Короткая задача:
Перепишите все пункты ниже, заменив «pin» на «marker» и оставив остальное без изменений. Изображения в ответ не включайте.

***** Предоставленные записи *****

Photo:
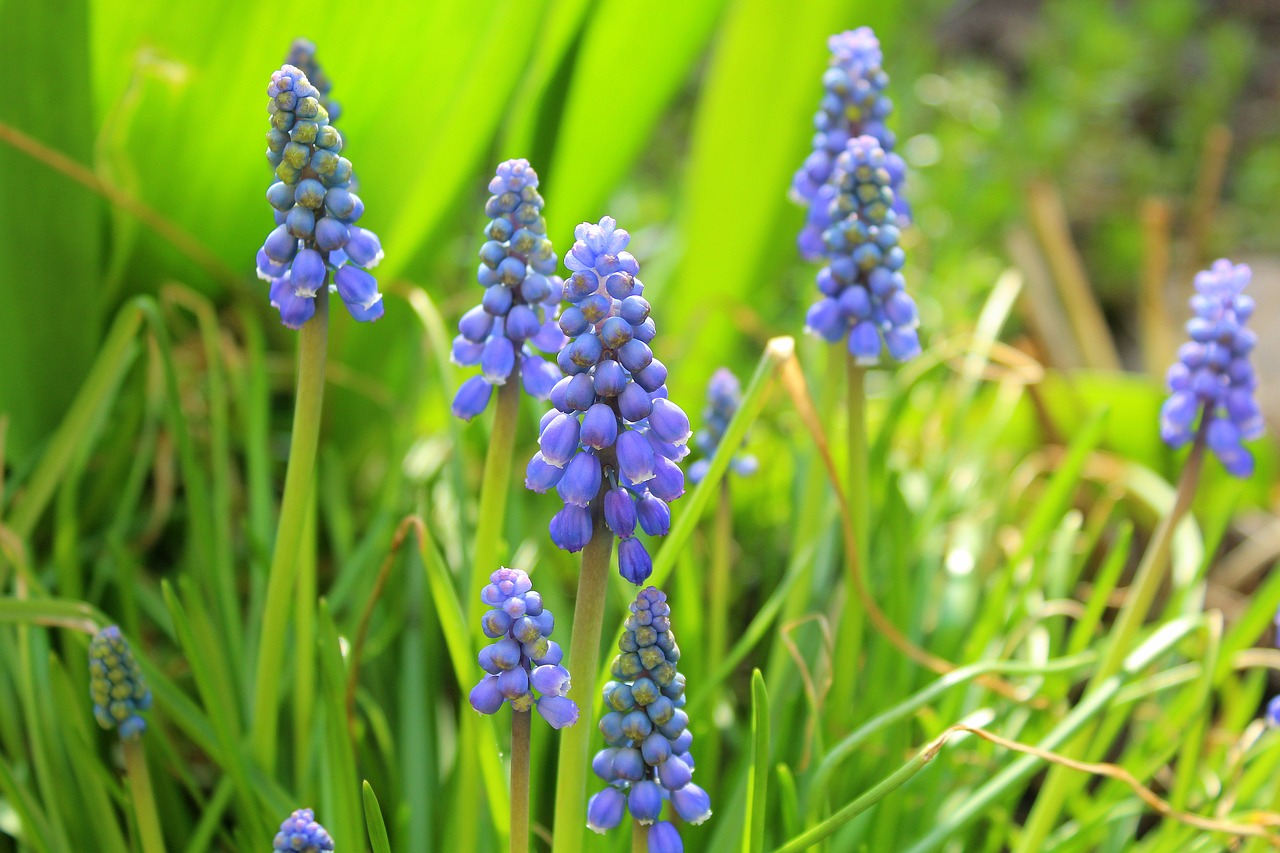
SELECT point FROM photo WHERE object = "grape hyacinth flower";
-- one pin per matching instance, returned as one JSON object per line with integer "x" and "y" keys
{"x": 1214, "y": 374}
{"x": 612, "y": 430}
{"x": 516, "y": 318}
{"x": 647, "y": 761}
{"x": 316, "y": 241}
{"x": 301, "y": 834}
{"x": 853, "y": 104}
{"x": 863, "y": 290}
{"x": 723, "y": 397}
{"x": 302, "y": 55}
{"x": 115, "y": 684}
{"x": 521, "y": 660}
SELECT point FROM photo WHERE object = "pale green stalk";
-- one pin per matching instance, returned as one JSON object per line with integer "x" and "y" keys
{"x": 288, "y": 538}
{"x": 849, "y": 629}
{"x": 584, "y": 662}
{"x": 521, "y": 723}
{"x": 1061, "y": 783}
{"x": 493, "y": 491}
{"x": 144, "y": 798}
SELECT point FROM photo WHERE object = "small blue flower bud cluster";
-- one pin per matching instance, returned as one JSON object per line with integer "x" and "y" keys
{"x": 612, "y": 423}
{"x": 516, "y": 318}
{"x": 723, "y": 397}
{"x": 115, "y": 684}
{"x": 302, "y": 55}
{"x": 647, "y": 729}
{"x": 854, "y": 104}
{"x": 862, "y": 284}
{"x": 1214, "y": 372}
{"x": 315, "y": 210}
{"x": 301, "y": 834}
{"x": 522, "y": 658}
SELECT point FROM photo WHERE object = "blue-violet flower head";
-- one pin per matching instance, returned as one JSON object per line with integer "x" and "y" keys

*****

Ответ к заданию:
Photo:
SELECT point FROM photo WHERE object = "grape hyacinth flower";
-- one marker per matching instance, returned as one JSON object per line with integer "x" and "y" keys
{"x": 1214, "y": 374}
{"x": 612, "y": 430}
{"x": 516, "y": 318}
{"x": 647, "y": 761}
{"x": 316, "y": 241}
{"x": 301, "y": 834}
{"x": 853, "y": 104}
{"x": 863, "y": 290}
{"x": 723, "y": 397}
{"x": 302, "y": 55}
{"x": 115, "y": 684}
{"x": 521, "y": 660}
SELECT point FROM photo WHERE object = "pale green stalk";
-- one marker per matching instance, returned as one JSON object per line with integer "x" and "y" keys
{"x": 288, "y": 538}
{"x": 849, "y": 629}
{"x": 584, "y": 662}
{"x": 521, "y": 723}
{"x": 1061, "y": 783}
{"x": 493, "y": 491}
{"x": 144, "y": 798}
SELECT point FROM photo WHERE object = "small blue flower bud cluster";
-- one marker per matching instance, returned as one JSON object per line with integer "x" and "y" keys
{"x": 612, "y": 423}
{"x": 516, "y": 318}
{"x": 723, "y": 397}
{"x": 115, "y": 684}
{"x": 302, "y": 55}
{"x": 647, "y": 729}
{"x": 854, "y": 104}
{"x": 862, "y": 284}
{"x": 1214, "y": 372}
{"x": 315, "y": 210}
{"x": 301, "y": 834}
{"x": 522, "y": 658}
SELECT point FROM photo WHERE object = "blue-violet flower head";
-- one marker per matching instance, returned as one JSON object per line with integer "x" and "y" keys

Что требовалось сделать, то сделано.